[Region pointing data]
══════

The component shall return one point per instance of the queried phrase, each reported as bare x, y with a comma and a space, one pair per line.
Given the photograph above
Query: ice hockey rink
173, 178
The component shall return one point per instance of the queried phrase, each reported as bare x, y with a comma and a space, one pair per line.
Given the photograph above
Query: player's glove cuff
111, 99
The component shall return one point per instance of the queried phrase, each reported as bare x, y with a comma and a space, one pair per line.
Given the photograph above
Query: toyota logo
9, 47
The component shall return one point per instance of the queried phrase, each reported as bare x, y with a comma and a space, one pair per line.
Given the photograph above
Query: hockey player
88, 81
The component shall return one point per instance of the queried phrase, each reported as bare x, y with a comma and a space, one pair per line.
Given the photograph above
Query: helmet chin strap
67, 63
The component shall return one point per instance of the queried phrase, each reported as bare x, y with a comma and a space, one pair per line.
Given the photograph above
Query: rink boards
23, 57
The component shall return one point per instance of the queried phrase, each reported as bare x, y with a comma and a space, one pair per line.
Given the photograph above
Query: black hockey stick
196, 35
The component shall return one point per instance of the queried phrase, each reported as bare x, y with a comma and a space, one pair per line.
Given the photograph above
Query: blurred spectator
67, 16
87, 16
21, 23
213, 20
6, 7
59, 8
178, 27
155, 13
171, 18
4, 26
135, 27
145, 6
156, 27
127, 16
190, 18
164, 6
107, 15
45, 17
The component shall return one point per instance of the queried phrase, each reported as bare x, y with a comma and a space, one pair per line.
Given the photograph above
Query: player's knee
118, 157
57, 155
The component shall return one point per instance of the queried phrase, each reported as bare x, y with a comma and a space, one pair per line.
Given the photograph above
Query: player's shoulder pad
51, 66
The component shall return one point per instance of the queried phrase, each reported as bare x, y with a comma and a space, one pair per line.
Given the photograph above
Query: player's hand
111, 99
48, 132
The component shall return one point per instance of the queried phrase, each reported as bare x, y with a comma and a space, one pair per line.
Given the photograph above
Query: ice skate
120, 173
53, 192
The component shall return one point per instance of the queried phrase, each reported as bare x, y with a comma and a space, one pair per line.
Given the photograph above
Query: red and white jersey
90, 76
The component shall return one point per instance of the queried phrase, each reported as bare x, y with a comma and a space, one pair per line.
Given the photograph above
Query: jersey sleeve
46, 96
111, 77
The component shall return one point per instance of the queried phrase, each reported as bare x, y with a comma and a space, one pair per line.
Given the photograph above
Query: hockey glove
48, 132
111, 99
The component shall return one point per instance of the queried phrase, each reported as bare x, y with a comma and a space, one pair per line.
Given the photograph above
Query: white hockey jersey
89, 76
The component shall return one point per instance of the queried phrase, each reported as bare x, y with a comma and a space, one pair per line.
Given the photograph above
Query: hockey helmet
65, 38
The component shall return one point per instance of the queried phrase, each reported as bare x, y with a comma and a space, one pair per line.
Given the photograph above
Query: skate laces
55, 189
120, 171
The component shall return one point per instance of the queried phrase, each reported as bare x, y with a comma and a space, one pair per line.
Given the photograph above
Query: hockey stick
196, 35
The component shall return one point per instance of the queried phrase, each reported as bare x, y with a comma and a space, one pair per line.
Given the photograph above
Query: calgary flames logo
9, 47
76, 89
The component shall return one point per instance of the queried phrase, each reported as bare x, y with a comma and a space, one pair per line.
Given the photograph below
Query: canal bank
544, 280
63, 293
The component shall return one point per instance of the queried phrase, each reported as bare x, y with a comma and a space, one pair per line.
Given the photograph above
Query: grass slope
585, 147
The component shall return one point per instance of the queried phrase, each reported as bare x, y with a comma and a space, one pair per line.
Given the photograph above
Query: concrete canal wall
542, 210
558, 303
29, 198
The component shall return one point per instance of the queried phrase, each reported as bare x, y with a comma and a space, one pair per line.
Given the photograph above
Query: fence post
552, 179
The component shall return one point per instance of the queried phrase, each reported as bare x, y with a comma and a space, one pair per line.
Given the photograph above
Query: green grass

══════

▶ _DIRECTIONS FOR THIS TASK_
Would you write out the full set of records above without alteration?

▶ _WRITTEN RESPONSE_
The component shall return one point per instance of the queried phrase, each reported as bare x, y with a comma and a space, one pair per line.
Given the photograph above
Query: ice hockey rink
173, 178
The component shall return one point per instance of the queried phrase, each reported as bare x, y with a comma and a space, one pair per line.
Given the photograph above
Query: player's glove cuff
111, 99
The component shall return one point per instance of the queried phrase, each reported as bare x, y with a comma and a space, one pair per line.
Given the photograph above
Query: toyota logo
9, 47
The component shall return one point per instance of the queried phrase, each reported as bare x, y with a comma and a space, one pair per line.
Given the photograph above
Query: hockey player
88, 81
The component shall return one point per instance of the queried phrase, each reported as bare x, y with a comma and a space, one pair per line.
Given the photograph above
Query: helmet chin strap
67, 63
The component shall return one point per instance of the queried phrase, each reported as bare x, y with a comma and a space, one pair per line.
Given the photograph above
Query: rink boards
23, 57
The component shall return one point per instance of the queried phrase, each reported as bare x, y with a comma and a space, one pair per line.
Given the photograph above
Query: black hockey stick
196, 35
The component shall return one point per instance of the queried phrase, each reported as bare x, y with a comma and a space, one pair per line.
Given the photograph above
Query: blurred spectator
67, 16
87, 16
21, 23
213, 20
6, 7
59, 8
178, 27
155, 13
171, 18
4, 26
135, 27
145, 6
156, 27
127, 16
190, 18
164, 6
107, 15
45, 17
The component shall return one point per instance of the queried phrase, each reported as bare x, y with a comma and a space, one pair per line.
Given the photograph above
Query: player's knee
118, 157
57, 155
The component shall return one point per instance of the queried phrase, each reported as bare x, y with a comma and a space, one pair per line.
Given the photograph above
Query: player's shoulder pad
51, 66
The component shall return one point per instance of the queried phrase, each reported as bare x, y with a comma and a space, one pair per line.
Given the photograph above
Query: player's hand
111, 99
48, 132
The component shall return one point per instance of the queried phrase, each reported as bare x, y with a comma and a space, one pair per line.
Given the photograph above
Query: ice skate
120, 173
53, 192
The component shall return one point per instance of the queried phrase, each reported as bare x, y with a comma and a space, one pair per line.
Given the photograph above
Query: red and white jersey
90, 76
The component shall return one point per instance of the queried phrase, each reported as bare x, y with a comma and a space, one pair per line.
Given the photograph above
Query: jersey sleeve
46, 96
111, 77
The component shall return one point per instance of the queried phrase, each reported as bare x, y with a comma and a space, one pair per line.
Given the photograph above
Query: hockey glove
48, 132
111, 99
The component shall return one point per instance of the queried phrase, each reported as bare x, y with a comma and a space, one pair per line.
Given the photograph above
Query: white hockey jersey
89, 76
The component shall return one point per instance of the queried phrase, each reported as bare x, y with a comma and a space, one pair per line.
Given the photograph above
Query: hockey helmet
65, 38
The component shall return one point per instance of the queried phrase, each reported as bare x, y with a comma and a space, one pair per line.
Given the photograph above
Query: skate laces
55, 189
120, 171
The component shall return one point per instance of the queried phrase, each reported as bare x, y with a comma and a space, one pair per line.
Given the photograph above
Query: hockey stick
196, 35
The component shall return one point per instance of the queried phrase, each reported as bare x, y with a comma and a space, one pair per line.
Given the photograph above
Query: calgary flames logo
9, 47
76, 89
The component shall return one point per instance of the queried phrase, each reported as bare x, y with a comma and a space, one pair per line.
Given the photograph below
Query: canal bank
544, 280
63, 293
The component shall return one point per instance of the queried phrase, each reported as bare x, y with a comma and a space, one pair per line.
Given the photograph above
Query: grass slope
585, 147
The component shall return one point per instance of the queried phrase, each reported as bare x, y with a comma and a space, one pair per line.
Given the photograph above
Query: concrete canal wall
542, 210
558, 303
29, 198
The component shall return one point per instance of the queried phrase, each reported as bare x, y with a comma and a space, one pair per line.
Given the photograph above
Query: fence post
552, 179
The component shall return one point per instance of the queried phrase, each reported as bare x, y with a comma and a space, one pair per line.
Given the photograph above
Query: green grass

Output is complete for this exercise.